Exercise details:
Every line of the data must be copied exactly.

--- --- ---

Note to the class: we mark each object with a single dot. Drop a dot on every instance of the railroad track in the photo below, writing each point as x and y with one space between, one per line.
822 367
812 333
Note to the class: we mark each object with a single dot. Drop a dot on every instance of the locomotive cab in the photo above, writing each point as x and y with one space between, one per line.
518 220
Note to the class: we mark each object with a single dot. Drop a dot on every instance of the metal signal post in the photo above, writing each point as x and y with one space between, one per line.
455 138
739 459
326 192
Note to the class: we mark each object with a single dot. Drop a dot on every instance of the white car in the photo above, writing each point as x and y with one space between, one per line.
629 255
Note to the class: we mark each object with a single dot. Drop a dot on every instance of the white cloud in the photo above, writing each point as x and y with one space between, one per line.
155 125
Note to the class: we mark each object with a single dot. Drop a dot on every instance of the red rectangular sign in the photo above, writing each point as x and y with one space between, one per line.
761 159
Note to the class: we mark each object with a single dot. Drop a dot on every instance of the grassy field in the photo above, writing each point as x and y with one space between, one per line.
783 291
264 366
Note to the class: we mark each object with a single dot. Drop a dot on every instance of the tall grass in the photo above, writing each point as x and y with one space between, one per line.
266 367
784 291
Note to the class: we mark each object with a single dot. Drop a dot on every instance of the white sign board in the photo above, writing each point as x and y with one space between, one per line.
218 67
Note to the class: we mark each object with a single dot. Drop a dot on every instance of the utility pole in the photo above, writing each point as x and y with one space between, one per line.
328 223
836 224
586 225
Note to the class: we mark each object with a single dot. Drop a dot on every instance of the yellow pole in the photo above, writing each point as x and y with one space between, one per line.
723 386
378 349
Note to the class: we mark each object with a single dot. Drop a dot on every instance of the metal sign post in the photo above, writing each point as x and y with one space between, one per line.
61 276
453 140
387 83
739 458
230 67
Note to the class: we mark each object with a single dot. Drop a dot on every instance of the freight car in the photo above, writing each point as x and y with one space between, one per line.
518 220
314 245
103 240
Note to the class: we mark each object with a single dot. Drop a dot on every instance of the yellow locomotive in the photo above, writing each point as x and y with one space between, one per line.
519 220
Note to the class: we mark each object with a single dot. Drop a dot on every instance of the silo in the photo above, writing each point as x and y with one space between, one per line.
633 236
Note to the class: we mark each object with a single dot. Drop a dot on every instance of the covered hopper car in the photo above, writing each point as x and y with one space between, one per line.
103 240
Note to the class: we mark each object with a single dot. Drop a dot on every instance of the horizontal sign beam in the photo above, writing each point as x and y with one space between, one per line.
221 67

--- --- ---

Exercise result:
Note to the class: we mark each object with a single dot. Drop a dot on every instance of the railroad track in the photo below, writing each point as x and y with one space between, one per line.
822 367
812 333
Note to the class: we mark each object with a single dot. Drop a dot on every instance of the locomotive cab in the photo above, writing each point as x and y with one space between, one per line.
518 220
Note to the class: we mark each object with a single dot. Drop a dot on every instance of the metal signal post in the photo above, writing each point as x and y with one space between, one per line.
455 138
739 459
326 192
Note to the class: we mark each object with a single dot. Drop a dot on every instance of the white car in the photo above, writing each point as x and y with one space between, one per line.
629 255
Note to the class: we mark each object with a single dot. Drop a dot on every instance of the white cloud in the photo above, writing each point as x and y with one space between, one per line.
155 125
Note to the class: we mark each object with a single dot. Drop a dot on every instance of the red rectangular sign in the photo above, writing each point as x and y with one space between, one per line.
761 159
Note to the class: we mark each object with a single dot. Drop a dot on every instance of the grassy field in the photo above, writing each point as x and y with one space between, one per line.
783 291
264 366
Note to the class: we mark each object with a single dot. Drop a dot on every instance of the tall grass in the photo above, writing each point as x and y with one space between, one per line.
266 367
784 291
Note to the class: we mark each object with a single dot. Drop a dot on every instance of the white sign board in the photo above, writing each point as x and y with one space between, one per line.
218 67
Note to the class: we mark each object with a single dot. Drop a dot on every instance of the utility pole in the photo above, writing each point as x and y with one space between, one per line.
328 223
836 224
586 225
Note to the class: we mark each object with a single dot. Drop a dot on every instance of the yellow pole in the photo above, writing each point as x and y with one space between, one per line.
723 386
378 349
Note to the class: we mark each object with a single dot. Drop a dot on every instance of the metal sign post in the photo above, writing each point as x and y with one space between, one per line.
61 276
453 140
387 83
739 458
230 67
Note to the class: we mark each object with a single dot. Drop a dot on every instance of the freight car in the photo above, writing each point as x and y with one space between, one per line.
518 220
314 245
103 240
Note to the class: we mark each object with a single dot. Drop a dot on every instance of the yellow locomotive in the photo above, writing each point as x and y with one space between, one per line.
519 220
Note to the class: we mark each object with a single dot. Drop a dot on every instance of the silo in the photo above, writing each point as x and y with one space between, one per line.
633 236
Note to the class: we mark each object with a single dot. Drop a dot on every instance of the covered hopper car in the photo above, writing each point as x and y with one space between, one per line.
103 240
Note to the class: we mark each object with a single dot. Drop a dot on every instance of the horizontal sign beam in the photo above, writing each point as x and y with one space between, one per line.
221 67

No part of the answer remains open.